Entries pointing to labeled objects –
....
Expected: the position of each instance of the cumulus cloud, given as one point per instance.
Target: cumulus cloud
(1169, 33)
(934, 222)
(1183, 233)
....
Express all of the material as a two-column CSV headed text and answer, with one row per entry. Put each entry's text and its answer in a single quoted field apiece, turning line breaks into spaces.

Task result –
text,answer
"Expected: the position of each instance of the cumulus cloud, given as one point per instance. Target: cumulus cloud","(1169, 33) (934, 222) (1183, 233)"